Consigne 1
Recopiez à l'identique, s'il vous plaît, les lignes des enregistrements à partir de la ligne contenant « Provide an outline for every instance of the waterfront. » jusqu'à la ligne contenant « 169L252 169L253 115L0 », ces deux lignes comprises.

Texte à lire
>>
Les séries tv « totales »

Mais il faut attendre la fin des années 1990 pour voir apparaître la grande révolution des séries TV : les oeuvres globales à narration sophistiquée que j’appellerais les « séries totales ». L’explosion du nombre de ces séries s’explique par l’essor des chaînes payantes qui n’ont plus à se soucier de plaire au plus grand nombre mais, au contraire, à s’adresser à une niche. On s’aperçoit aujourd’hui que ces séries font tout de même des audiences remarquables.

Mais avant d’aller plus loin, je vais essayer de décrire en quoi elles sont totales.

Les 6 règles des séries tv totales :

Voici les six « règles » de la série totale telle que je la conçois :

  1. Elles sont créés par un showrunner apportant sa vision artistique et créative.
<<
Données
>>
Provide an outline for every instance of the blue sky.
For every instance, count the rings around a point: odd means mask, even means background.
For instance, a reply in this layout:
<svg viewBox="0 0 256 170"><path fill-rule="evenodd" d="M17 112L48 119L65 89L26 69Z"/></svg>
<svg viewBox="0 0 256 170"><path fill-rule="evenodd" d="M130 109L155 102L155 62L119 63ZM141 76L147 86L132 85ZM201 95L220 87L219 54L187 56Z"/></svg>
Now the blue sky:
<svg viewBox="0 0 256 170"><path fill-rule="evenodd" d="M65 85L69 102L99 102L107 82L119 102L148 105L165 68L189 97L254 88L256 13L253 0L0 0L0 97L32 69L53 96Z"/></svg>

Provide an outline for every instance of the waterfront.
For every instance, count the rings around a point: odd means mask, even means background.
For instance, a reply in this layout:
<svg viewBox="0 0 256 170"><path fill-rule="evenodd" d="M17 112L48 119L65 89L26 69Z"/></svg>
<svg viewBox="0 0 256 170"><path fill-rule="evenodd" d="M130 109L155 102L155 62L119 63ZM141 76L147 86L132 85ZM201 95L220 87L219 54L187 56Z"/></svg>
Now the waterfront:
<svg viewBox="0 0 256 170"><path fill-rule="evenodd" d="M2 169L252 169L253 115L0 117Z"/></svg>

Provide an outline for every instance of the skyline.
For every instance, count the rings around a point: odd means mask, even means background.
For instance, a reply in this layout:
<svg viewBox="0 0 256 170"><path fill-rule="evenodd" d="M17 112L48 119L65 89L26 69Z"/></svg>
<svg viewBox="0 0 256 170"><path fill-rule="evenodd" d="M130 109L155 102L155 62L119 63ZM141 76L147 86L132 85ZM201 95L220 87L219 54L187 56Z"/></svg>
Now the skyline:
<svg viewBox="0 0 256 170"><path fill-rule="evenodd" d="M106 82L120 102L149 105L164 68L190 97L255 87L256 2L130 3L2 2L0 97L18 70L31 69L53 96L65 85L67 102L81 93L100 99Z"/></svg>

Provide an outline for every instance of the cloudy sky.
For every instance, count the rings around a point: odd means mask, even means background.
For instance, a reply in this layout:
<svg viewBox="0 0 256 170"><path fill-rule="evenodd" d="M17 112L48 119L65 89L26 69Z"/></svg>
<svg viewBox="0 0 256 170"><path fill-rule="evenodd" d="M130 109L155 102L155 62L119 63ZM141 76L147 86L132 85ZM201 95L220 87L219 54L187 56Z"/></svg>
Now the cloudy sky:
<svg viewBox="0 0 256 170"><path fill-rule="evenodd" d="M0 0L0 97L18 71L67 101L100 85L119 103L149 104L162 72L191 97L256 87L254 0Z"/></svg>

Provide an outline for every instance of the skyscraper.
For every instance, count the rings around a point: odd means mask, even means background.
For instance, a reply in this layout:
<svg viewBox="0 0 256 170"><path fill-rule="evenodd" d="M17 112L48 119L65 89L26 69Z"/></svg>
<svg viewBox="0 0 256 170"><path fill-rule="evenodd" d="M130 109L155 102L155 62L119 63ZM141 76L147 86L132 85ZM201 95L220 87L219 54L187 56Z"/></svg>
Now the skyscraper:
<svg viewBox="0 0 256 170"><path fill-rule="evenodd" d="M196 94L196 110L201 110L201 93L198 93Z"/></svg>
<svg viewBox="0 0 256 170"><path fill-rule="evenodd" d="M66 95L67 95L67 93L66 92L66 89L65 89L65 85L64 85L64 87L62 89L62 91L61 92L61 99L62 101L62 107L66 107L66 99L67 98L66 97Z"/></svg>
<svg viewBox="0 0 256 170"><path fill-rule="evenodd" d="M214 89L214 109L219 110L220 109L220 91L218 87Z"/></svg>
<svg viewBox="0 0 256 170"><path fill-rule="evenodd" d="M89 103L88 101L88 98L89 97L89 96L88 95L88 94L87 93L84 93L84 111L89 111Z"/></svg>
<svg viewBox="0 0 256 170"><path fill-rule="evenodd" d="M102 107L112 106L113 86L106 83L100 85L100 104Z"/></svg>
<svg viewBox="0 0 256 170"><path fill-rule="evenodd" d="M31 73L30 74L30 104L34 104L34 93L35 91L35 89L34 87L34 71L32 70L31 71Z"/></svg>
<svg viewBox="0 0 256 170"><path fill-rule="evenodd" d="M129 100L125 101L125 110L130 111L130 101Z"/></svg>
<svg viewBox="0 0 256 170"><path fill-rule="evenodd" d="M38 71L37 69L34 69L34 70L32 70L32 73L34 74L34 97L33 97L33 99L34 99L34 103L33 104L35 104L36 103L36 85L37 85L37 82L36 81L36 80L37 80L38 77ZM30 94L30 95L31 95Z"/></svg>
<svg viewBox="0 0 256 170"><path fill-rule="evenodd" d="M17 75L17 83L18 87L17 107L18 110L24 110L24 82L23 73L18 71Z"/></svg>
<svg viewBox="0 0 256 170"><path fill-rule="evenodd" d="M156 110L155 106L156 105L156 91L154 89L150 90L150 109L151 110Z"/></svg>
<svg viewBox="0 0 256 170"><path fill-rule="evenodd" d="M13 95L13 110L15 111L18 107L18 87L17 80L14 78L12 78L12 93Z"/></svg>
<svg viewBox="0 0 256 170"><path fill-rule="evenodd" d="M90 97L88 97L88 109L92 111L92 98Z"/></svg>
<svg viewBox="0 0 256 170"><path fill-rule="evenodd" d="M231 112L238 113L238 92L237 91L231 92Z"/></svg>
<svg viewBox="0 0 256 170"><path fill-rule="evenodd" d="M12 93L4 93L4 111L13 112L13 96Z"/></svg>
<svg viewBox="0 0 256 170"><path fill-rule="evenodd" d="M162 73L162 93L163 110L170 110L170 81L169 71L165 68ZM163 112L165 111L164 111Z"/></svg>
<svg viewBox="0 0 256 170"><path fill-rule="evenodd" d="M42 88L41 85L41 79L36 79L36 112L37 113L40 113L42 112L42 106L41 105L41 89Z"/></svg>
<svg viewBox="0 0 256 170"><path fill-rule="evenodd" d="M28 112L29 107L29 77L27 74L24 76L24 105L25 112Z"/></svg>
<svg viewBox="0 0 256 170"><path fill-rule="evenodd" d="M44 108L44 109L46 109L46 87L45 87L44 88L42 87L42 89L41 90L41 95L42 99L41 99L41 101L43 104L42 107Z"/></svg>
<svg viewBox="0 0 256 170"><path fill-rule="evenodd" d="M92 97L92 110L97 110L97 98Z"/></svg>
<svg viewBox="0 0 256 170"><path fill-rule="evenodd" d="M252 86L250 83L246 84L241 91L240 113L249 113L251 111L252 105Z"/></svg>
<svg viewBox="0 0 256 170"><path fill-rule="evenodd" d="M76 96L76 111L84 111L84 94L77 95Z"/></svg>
<<
Consigne 2
D'après le texte sur les séries TV totales, qu'est-ce qui explique l'explosion du nombre de ces séries ?

Réponse 1
Provide an outline for every instance of the waterfront.
For every instance, count the rings around a point: odd means mask, even means background.
For instance, a reply in this layout:
<svg viewBox="0 0 256 170"><path fill-rule="evenodd" d="M17 112L48 119L65 89L26 69Z"/></svg>
<svg viewBox="0 0 256 170"><path fill-rule="evenodd" d="M130 109L155 102L155 62L119 63ZM141 76L147 86L132 85ZM201 95L220 87L219 54L187 56Z"/></svg>
Now the waterfront:
<svg viewBox="0 0 256 170"><path fill-rule="evenodd" d="M2 169L252 169L253 115L0 117Z"/></svg>

Réponse 2
L'essor des chaînes payantes.